- Tasks and exercises -
1 - Decide whether each statement (a), (b), and (c) agrees with the forum post below. Answer yes or no for each, and quote the words from the post that settle it.

(a) The writer calls religion a categorical failure.
(b) The writer holds that there is some chance that all religions are right.
(c) The writer claims that without a self-revelation from God, no human being could know anything about God.
2 - Reproduce the passage of the forum post below that runs between "But faith? Yes." and "knows anything anyway.", inclusive.

Immanuel Can wrote: Thu Aug 14, 2025 8:48 pm
Belinda wrote: Thu Aug 14, 2025 7:59 pm
Immanuel Can wrote: Thu Aug 14, 2025 1:39 pm
"Ad hominems"? You mean, "ad "ChatGPT-miems." People forget that it's an algorithm programmed with the biases of the programmers, and trust it like it was the voice of God. But I think you and I should not join them in that folly.


I can make no case for "religion." "Religion," like Socialism, is a categorical failure. "Religions" are man's attempts to leverage some actions of their own to make themselves "good" enough to compel divine favour. That's never worked, and never will, and the Bible is explict that it is so (Eph. 2:8-9, Titus 3:5). So I cannot defend "religion." Religion's another misguided human artifact. And since they all so often conflict with each other, then logically, there's precisely a 0% chance that they're all right anyway.

But faith? Yes. And revelation? Yes. It's necessary that God (assuming for argument's sake that He exists) must produce a self-revelation, if man is to know Him at all, and it must be such that it is a guide to mankind for what God is like, and what God expects. If He does not produce any such revelation, then no human being has any ability to know anything about God, and Solipsism, Secularism or Satanism, it makes no difference anymore...nobody knows anything anyway.

- Source material -
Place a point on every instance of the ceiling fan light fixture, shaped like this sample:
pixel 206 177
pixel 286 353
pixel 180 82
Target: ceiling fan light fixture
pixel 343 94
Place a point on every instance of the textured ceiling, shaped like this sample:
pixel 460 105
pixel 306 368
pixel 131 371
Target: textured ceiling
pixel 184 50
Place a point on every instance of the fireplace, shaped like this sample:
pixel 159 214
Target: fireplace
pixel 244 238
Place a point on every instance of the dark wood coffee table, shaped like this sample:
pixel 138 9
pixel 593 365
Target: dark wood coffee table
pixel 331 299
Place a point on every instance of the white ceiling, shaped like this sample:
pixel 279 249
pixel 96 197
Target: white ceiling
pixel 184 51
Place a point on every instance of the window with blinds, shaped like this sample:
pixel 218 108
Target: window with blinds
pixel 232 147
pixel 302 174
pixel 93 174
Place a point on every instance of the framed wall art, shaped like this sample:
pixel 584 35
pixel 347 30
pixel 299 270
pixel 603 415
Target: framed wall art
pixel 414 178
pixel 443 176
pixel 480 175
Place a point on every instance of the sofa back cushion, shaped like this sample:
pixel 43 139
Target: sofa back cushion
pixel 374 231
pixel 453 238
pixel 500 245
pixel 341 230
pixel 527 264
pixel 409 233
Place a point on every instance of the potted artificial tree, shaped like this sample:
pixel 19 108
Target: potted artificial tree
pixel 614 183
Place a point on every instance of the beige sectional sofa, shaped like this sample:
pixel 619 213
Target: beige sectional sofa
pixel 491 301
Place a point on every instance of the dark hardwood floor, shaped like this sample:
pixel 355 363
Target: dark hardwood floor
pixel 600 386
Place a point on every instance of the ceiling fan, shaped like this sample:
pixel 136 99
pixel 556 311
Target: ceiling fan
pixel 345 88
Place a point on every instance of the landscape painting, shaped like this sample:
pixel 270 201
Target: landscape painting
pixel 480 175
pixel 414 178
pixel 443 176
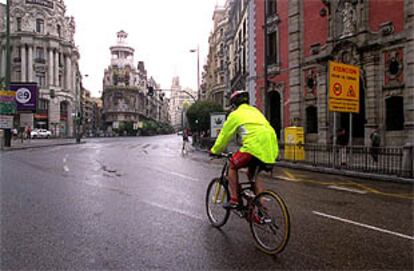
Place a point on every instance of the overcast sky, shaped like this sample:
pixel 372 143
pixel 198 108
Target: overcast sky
pixel 162 32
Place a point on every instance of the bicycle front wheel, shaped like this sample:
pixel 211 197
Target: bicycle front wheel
pixel 217 195
pixel 270 222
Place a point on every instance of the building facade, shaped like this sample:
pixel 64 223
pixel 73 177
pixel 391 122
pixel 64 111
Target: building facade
pixel 129 96
pixel 43 50
pixel 376 36
pixel 280 51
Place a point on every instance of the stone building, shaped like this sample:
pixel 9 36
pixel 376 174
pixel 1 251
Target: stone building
pixel 376 36
pixel 129 96
pixel 43 50
pixel 286 64
pixel 179 101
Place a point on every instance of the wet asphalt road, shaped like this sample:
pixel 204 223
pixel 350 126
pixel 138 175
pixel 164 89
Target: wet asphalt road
pixel 137 203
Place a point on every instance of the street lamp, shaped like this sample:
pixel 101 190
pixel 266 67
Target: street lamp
pixel 198 70
pixel 8 53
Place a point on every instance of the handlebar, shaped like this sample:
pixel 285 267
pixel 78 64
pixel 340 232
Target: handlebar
pixel 222 155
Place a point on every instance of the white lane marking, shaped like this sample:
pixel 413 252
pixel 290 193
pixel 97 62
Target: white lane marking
pixel 347 189
pixel 363 225
pixel 176 174
pixel 65 167
pixel 172 209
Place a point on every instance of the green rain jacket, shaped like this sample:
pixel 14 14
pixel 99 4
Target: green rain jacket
pixel 258 137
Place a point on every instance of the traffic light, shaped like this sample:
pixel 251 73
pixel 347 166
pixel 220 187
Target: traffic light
pixel 150 91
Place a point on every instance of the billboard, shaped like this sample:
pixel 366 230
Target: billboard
pixel 7 102
pixel 343 88
pixel 26 96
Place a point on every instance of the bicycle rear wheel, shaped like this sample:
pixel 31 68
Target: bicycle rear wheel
pixel 270 222
pixel 217 195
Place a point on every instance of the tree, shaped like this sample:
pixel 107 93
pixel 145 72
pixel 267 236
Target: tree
pixel 198 114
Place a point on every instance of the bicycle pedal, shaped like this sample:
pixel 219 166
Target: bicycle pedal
pixel 267 220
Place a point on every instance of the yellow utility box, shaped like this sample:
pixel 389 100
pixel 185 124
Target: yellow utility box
pixel 294 140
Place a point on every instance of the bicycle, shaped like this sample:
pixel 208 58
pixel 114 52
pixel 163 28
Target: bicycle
pixel 266 212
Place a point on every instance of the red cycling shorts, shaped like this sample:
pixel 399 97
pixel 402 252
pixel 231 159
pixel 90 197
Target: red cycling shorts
pixel 240 160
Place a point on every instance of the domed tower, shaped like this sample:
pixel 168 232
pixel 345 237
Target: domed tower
pixel 123 88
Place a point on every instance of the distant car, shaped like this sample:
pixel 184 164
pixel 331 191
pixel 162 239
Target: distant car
pixel 40 133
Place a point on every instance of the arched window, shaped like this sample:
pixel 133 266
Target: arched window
pixel 394 117
pixel 311 120
pixel 40 25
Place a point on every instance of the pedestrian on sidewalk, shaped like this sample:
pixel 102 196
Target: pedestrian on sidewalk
pixel 29 132
pixel 375 144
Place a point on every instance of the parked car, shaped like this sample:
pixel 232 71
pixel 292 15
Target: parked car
pixel 40 133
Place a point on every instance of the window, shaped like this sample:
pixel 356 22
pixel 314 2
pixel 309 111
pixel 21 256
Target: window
pixel 271 7
pixel 40 79
pixel 19 23
pixel 40 24
pixel 394 113
pixel 40 55
pixel 272 48
pixel 311 120
pixel 43 105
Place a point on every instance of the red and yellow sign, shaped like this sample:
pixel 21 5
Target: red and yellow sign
pixel 343 88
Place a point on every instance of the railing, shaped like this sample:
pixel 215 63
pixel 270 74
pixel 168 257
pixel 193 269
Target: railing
pixel 397 161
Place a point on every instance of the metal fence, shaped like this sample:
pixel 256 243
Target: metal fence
pixel 397 161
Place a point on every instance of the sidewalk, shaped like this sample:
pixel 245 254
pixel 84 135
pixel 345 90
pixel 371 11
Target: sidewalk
pixel 335 171
pixel 17 144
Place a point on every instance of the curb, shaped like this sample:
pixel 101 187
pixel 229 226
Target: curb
pixel 349 173
pixel 18 148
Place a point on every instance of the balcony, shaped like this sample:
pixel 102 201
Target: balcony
pixel 40 60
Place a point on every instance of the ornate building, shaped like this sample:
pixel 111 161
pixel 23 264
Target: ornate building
pixel 280 51
pixel 43 50
pixel 129 97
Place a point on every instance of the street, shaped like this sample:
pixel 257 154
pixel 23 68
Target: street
pixel 137 203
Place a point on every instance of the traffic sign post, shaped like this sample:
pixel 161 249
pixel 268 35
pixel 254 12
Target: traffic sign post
pixel 343 88
pixel 343 92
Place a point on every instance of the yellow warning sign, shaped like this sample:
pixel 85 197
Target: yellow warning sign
pixel 343 87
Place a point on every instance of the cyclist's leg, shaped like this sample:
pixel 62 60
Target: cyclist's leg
pixel 237 161
pixel 233 184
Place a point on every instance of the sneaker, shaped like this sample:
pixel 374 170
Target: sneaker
pixel 257 218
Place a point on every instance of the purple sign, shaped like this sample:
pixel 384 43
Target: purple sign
pixel 26 96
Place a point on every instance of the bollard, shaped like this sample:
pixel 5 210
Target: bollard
pixel 2 138
pixel 408 160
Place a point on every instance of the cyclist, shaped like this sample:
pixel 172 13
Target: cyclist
pixel 259 142
pixel 186 133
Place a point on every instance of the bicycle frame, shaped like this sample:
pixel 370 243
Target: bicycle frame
pixel 243 186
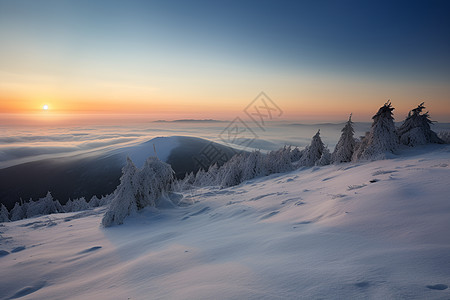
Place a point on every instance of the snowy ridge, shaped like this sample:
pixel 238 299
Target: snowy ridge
pixel 376 230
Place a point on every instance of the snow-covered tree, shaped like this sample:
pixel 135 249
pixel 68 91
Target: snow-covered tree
pixel 278 161
pixel 80 204
pixel 210 177
pixel 155 178
pixel 94 202
pixel 138 189
pixel 4 214
pixel 325 159
pixel 312 154
pixel 444 136
pixel 44 206
pixel 296 154
pixel 18 212
pixel 382 137
pixel 253 166
pixel 345 147
pixel 416 129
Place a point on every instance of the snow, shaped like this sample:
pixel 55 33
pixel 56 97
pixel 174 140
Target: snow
pixel 374 230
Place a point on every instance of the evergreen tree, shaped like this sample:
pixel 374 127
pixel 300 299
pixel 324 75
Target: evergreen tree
pixel 278 161
pixel 382 137
pixel 231 172
pixel 345 147
pixel 314 152
pixel 138 189
pixel 124 201
pixel 4 214
pixel 155 178
pixel 296 154
pixel 416 129
pixel 80 204
pixel 253 166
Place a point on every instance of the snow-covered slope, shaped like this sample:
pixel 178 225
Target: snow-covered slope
pixel 375 230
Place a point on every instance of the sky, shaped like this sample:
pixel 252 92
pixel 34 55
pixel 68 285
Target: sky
pixel 317 60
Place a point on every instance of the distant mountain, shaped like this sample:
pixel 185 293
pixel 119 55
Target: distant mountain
pixel 85 176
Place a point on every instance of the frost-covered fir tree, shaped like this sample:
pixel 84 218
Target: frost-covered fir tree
pixel 80 204
pixel 138 189
pixel 416 129
pixel 210 177
pixel 231 172
pixel 155 179
pixel 18 212
pixel 4 214
pixel 345 147
pixel 296 154
pixel 316 153
pixel 253 166
pixel 124 201
pixel 382 137
pixel 278 161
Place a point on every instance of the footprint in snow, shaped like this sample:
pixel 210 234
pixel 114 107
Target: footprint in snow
pixel 28 290
pixel 381 172
pixel 92 249
pixel 355 186
pixel 439 287
pixel 203 210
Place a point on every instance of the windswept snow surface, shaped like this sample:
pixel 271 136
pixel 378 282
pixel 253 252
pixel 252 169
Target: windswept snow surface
pixel 377 230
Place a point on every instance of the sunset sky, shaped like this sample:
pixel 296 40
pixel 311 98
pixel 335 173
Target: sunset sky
pixel 209 59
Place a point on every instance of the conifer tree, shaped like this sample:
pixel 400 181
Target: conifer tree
pixel 382 137
pixel 17 213
pixel 416 129
pixel 4 214
pixel 138 189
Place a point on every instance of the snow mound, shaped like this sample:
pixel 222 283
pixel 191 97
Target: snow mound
pixel 304 234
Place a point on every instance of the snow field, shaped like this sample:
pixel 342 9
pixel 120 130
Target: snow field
pixel 376 230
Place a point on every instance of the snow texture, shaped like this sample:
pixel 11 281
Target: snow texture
pixel 138 188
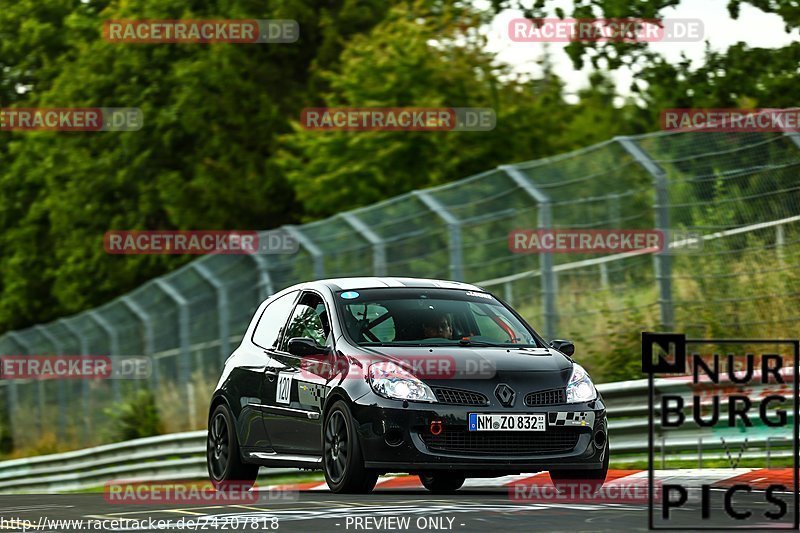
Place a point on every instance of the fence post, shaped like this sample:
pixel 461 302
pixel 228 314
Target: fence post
pixel 264 280
pixel 316 254
pixel 84 348
pixel 662 260
pixel 378 244
pixel 61 390
pixel 454 228
pixel 147 324
pixel 16 337
pixel 113 339
pixel 223 309
pixel 544 221
pixel 184 363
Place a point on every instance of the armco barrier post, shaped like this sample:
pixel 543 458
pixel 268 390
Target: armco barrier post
pixel 662 261
pixel 113 344
pixel 58 349
pixel 184 354
pixel 26 347
pixel 544 221
pixel 223 309
pixel 454 229
pixel 375 240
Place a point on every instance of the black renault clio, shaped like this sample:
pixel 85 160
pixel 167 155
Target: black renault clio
pixel 364 376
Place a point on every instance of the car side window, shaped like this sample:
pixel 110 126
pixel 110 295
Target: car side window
pixel 270 326
pixel 309 319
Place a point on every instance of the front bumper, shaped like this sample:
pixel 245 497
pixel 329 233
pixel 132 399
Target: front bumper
pixel 396 436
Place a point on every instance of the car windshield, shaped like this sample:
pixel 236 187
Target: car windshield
pixel 430 317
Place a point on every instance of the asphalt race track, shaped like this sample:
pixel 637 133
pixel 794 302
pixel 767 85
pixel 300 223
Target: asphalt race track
pixel 469 510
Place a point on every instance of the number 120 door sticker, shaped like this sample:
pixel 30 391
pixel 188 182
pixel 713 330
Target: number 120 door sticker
pixel 283 393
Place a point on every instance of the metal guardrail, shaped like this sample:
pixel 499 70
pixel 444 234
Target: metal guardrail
pixel 181 456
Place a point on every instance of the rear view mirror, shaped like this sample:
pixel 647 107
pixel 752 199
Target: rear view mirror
pixel 305 347
pixel 565 347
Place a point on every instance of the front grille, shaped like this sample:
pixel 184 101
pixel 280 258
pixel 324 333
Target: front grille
pixel 554 440
pixel 459 397
pixel 551 397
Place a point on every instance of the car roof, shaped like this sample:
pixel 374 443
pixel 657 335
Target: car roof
pixel 344 284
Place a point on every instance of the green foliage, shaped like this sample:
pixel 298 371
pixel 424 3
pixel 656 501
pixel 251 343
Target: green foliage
pixel 135 417
pixel 221 147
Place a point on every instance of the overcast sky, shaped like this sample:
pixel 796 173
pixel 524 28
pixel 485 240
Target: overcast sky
pixel 756 28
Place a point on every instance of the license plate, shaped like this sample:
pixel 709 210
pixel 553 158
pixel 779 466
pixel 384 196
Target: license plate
pixel 522 422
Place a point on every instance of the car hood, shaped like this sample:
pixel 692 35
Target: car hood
pixel 464 362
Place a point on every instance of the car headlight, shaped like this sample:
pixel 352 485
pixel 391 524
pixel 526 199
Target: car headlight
pixel 391 381
pixel 580 387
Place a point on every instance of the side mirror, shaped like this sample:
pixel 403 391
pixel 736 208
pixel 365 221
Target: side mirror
pixel 305 347
pixel 565 347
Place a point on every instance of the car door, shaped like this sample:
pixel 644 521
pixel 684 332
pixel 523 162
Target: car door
pixel 295 386
pixel 267 337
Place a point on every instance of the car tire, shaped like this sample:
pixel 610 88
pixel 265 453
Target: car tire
pixel 593 478
pixel 225 466
pixel 442 482
pixel 342 460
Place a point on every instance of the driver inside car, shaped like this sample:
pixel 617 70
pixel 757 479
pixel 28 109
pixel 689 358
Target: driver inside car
pixel 436 325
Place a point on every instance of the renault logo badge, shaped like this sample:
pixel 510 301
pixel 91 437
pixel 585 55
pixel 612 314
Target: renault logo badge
pixel 505 394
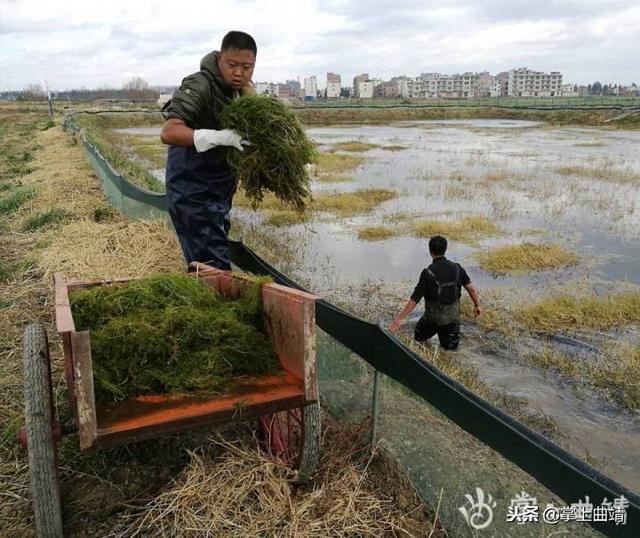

- Solved tasks -
1 -
(a) Yes: "like Socialism, is a categorical failure."
(b) No: "there's precisely a 0% chance that they're all right anyway."
(c) Yes: "If He does not produce any such revelation, then no human being has any ability to know anything about God"

2 -
But faith? Yes. And revelation? Yes. It's necessary that God (assuming for argument's sake that He exists) must produce a self-revelation, if man is to know Him at all, and it must be such that it is a guide to mankind for what God is like, and what God expects. If He does not produce any such revelation, then no human being has any ability to know anything about God, and Solipsism, Secularism or Satanism, it makes no difference anymore...nobody knows anything anyway.